→ **Directions for this task**
Within the material below, locate the line with "banner in the photo above." and the line with "people in the photo above.", then return those two lines and all lines between them, exactly as written.

→ **Extracted material**
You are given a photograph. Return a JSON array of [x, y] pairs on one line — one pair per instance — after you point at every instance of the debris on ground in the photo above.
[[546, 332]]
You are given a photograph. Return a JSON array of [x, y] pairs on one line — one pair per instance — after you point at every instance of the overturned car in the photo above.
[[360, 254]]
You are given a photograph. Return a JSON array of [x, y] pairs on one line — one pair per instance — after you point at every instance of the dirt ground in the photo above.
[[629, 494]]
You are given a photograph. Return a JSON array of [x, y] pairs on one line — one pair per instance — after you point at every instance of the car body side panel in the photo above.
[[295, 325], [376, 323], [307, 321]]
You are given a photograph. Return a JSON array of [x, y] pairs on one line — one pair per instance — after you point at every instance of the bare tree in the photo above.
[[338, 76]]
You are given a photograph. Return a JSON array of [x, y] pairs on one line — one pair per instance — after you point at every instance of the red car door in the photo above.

...

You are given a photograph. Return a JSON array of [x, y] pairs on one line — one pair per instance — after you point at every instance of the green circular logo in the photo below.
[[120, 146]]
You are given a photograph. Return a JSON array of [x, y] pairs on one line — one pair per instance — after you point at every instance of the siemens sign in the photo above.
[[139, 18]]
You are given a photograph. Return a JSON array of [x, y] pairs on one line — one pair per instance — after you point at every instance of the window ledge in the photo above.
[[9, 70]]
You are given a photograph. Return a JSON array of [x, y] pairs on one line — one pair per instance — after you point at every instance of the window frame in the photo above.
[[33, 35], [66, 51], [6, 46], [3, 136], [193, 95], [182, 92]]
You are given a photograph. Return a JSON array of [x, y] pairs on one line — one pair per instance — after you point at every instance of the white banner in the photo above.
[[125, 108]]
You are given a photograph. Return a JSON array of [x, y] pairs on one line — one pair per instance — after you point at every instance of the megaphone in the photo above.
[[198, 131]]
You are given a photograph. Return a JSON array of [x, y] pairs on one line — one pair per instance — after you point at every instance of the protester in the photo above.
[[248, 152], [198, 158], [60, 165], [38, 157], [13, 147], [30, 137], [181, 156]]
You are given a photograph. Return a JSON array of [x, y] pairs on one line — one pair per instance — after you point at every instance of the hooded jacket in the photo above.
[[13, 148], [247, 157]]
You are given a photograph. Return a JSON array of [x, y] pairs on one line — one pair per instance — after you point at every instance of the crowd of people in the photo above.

--

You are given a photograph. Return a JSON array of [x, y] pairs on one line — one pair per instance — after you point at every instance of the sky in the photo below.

→ **Written reply**
You are given a photograph. Return a JSON array of [x, y] pairs on one line — one pair per instance — after you point at every instance of the white banner in the photo above.
[[125, 108]]
You are given a photograph. Return a JSON array of [x, y] pairs on one line — one pair per instance — after you point at every instance of the megaphone in the photo above.
[[198, 131]]
You are given a photograph. Return a JSON array of [x, y] pairs on one line — one pair per instance — after you point at every instance of the protester in the photo above.
[[248, 152], [198, 158], [60, 165], [38, 157], [13, 147], [30, 137], [181, 156]]
You are given a photograph. Return a JSON array of [x, y] pairs on one line — one pair per instance — after you point at every instance of the hooded jacket in the photo above.
[[13, 148], [247, 157]]
You are given a photograph. Return a JSON array of [x, y] pairs on one line — one pair per instance — after you point at every instance of the crowd of people in the photo above.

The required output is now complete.